How do I start? What type of equipment do I need? Do I have to spend a ton of money? These are some of the questions that plague us when we think about setting up a photography studio for the first time. Wouldn’t it be great if someone just told you what you need exactly? Well, here you go. If you’re thinking about setting up your own studio, Vanessa Joy offers some great tips on what you need to get started:
Joy takes us into her headshot photography studio and gives us the complete tour of equipment she uses. Since her studio is only about six months old, this is the perfect example of what’s needed.
A couple powerful and consistent strobe lights are first on the list. Joy suggests the Profoto D1 or D2 lights so the light quality and color stay consistent.
You can simply use a paper backdrop or a complete wall, your choice. It just depends on what you need and how you need to light your set, as the backdrop can change how the background light comes through and the color.

---+---

| The exercise |
Can you copy the studio text word for word, from start to finish? The rows that come next are separate from the studio text.

[Contour labeling items]

---+---

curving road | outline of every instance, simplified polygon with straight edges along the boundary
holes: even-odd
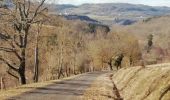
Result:
[[[86,73],[73,79],[53,82],[51,85],[37,88],[8,100],[79,100],[78,97],[83,95],[93,81],[105,73],[107,72]]]

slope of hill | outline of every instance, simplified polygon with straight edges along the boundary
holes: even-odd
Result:
[[[115,24],[115,19],[136,21],[170,13],[170,8],[168,7],[152,7],[127,3],[83,4],[80,6],[53,5],[53,8],[55,9],[54,11],[60,14],[89,16],[109,25]]]
[[[129,26],[113,26],[113,31],[135,35],[140,43],[143,59],[162,63],[170,60],[170,16],[152,17]],[[151,52],[147,53],[148,36],[153,35]]]
[[[97,20],[91,19],[88,16],[81,16],[81,15],[64,15],[64,18],[67,20],[81,20],[87,23],[94,23],[94,24],[100,24]]]
[[[124,68],[113,76],[124,100],[170,100],[170,64]]]

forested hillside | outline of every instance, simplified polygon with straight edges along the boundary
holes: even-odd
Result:
[[[143,59],[145,59],[146,62],[151,64],[169,62],[169,20],[170,16],[151,17],[126,27],[113,26],[113,30],[130,33],[137,37],[142,50]],[[152,36],[152,45],[150,48],[151,50],[149,50],[150,52],[148,52],[150,36]]]
[[[112,70],[120,65],[114,62],[120,55],[127,67],[141,59],[138,40],[131,34],[49,14],[45,0],[14,2],[15,9],[0,8],[1,88]]]

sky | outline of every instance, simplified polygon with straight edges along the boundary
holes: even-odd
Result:
[[[59,4],[81,5],[83,3],[132,3],[150,6],[169,6],[170,0],[49,0]]]

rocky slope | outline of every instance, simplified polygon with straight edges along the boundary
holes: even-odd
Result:
[[[170,100],[170,64],[123,68],[113,80],[124,100]]]

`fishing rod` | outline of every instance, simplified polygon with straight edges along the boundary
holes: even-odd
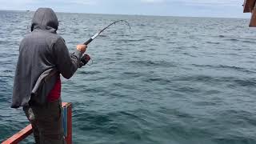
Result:
[[[128,26],[129,29],[130,30],[130,26],[129,24],[129,22],[125,20],[118,20],[115,21],[110,24],[109,24],[107,26],[104,27],[104,29],[101,30],[98,33],[96,33],[94,36],[92,36],[90,39],[88,39],[86,42],[85,42],[83,44],[84,45],[88,45],[90,42],[91,42],[94,39],[95,39],[98,36],[99,36],[105,30],[106,30],[107,28],[109,28],[110,26],[116,24],[118,22],[124,22],[126,23]],[[85,66],[89,61],[90,60],[90,57],[88,54],[84,54],[82,58],[81,58],[81,65],[82,66]]]

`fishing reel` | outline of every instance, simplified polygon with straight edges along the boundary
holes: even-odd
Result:
[[[90,60],[90,55],[84,54],[80,60],[80,67],[86,65]]]

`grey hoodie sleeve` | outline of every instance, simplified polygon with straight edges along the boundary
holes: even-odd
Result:
[[[58,38],[53,50],[57,69],[64,78],[70,78],[79,67],[82,54],[79,50],[70,54],[62,38]]]

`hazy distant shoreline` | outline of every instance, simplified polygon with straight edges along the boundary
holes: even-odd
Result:
[[[29,11],[27,11],[29,10]],[[34,10],[0,10],[0,11],[17,11],[17,12],[34,12]],[[56,11],[60,14],[106,14],[106,15],[125,15],[125,16],[145,16],[145,17],[176,17],[176,18],[231,18],[231,19],[250,19],[246,18],[229,18],[229,17],[200,17],[200,16],[179,16],[179,15],[150,15],[150,14],[101,14],[101,13],[74,13]]]

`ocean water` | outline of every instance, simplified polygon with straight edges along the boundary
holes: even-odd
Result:
[[[33,12],[0,11],[0,142],[28,124],[10,108],[18,45]],[[256,143],[256,29],[248,19],[58,14],[70,51],[93,64],[62,78],[74,143]],[[31,143],[33,137],[23,143]]]

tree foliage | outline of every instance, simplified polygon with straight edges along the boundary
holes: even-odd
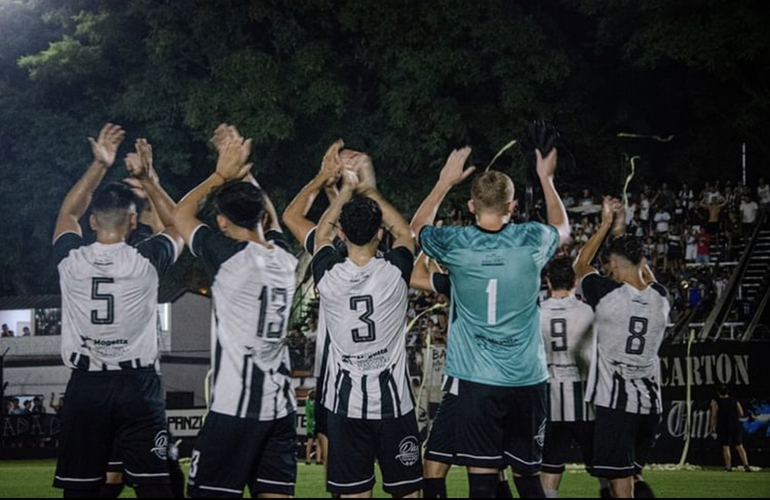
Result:
[[[452,148],[485,165],[533,118],[563,130],[575,187],[617,188],[623,152],[650,179],[728,176],[740,142],[770,159],[763,3],[0,0],[0,293],[55,290],[58,205],[108,120],[151,140],[175,197],[222,121],[255,139],[279,205],[343,137],[411,213]],[[527,182],[521,155],[501,165]]]

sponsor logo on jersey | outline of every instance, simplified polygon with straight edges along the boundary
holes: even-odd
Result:
[[[405,467],[412,467],[420,461],[420,445],[416,437],[408,437],[398,446],[399,453],[396,460]]]

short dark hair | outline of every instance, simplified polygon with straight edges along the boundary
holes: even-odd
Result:
[[[107,184],[94,195],[91,211],[100,226],[116,228],[125,224],[137,211],[136,196],[123,182]]]
[[[265,216],[265,193],[247,182],[225,184],[214,193],[214,208],[233,224],[257,228]]]
[[[342,207],[340,225],[352,244],[368,245],[382,228],[382,209],[370,198],[355,197]]]
[[[546,276],[554,290],[572,290],[575,288],[577,274],[569,257],[554,259],[546,270]]]
[[[638,266],[644,259],[642,240],[636,236],[621,236],[610,245],[610,255],[616,255]]]

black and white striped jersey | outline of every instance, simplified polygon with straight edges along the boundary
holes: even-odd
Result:
[[[663,412],[658,351],[668,326],[668,291],[645,290],[591,274],[583,293],[596,312],[589,402],[638,415]]]
[[[327,329],[323,404],[351,419],[414,411],[407,372],[406,311],[414,255],[396,248],[358,267],[334,247],[312,263]]]
[[[192,252],[214,276],[211,411],[273,421],[297,408],[287,346],[297,259],[282,233],[265,238],[272,249],[201,225]]]
[[[176,261],[166,235],[136,247],[54,242],[62,292],[62,359],[85,371],[158,369],[158,283]]]
[[[593,422],[596,415],[585,402],[585,389],[594,345],[594,311],[575,297],[545,300],[540,310],[550,377],[550,421]]]

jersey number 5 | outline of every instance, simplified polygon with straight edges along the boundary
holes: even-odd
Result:
[[[364,295],[362,297],[353,297],[350,299],[350,310],[354,312],[361,312],[360,306],[364,306],[364,314],[358,319],[366,325],[366,331],[362,328],[356,328],[353,330],[353,342],[362,344],[364,342],[374,342],[377,340],[377,327],[372,321],[372,315],[374,314],[374,299],[371,295]]]
[[[91,311],[91,324],[93,325],[111,325],[115,322],[115,296],[109,293],[100,293],[99,285],[111,285],[115,283],[112,278],[92,278],[91,279],[91,300],[104,302],[107,310],[106,317],[100,317],[96,309]]]

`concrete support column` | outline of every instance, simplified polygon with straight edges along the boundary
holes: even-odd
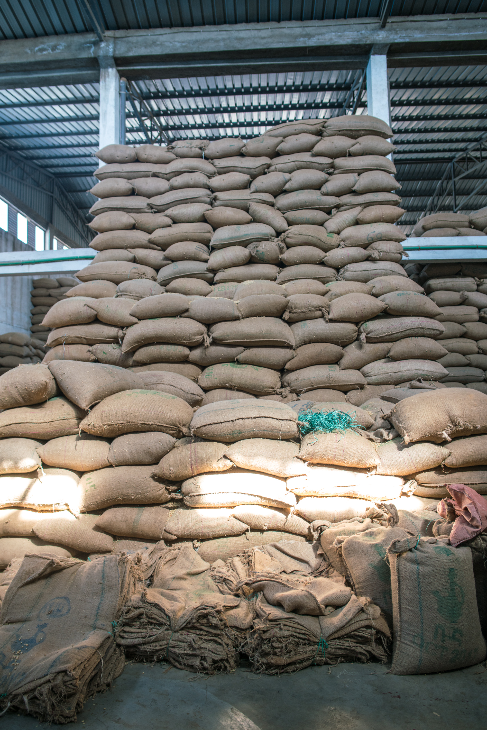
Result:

---+---

| Task answer |
How do I start? What type of equipment do I need? Do I have to spend a ton of money? These are some of the questions that plague us when we think about setting up a photography studio for the first time. Wouldn’t it be great if someone just told you what you need exactly? Well, here you go. If you’re thinking about setting up your own studio, Vanessa Joy offers some great tips on what you need to get started:
Joy takes us into her headshot photography studio and gives us the complete tour of equipment she uses. Since her studio is only about six months old, this is the perfect example of what’s needed.
A couple powerful and consistent strobe lights are first on the list. Joy suggests the Profoto D1 or D2 lights so the light quality and color stay consistent.
You can simply use a paper backdrop or a complete wall, your choice. It just depends on what you need and how you need to light your set, as the backdrop can change how the background light comes through and the color.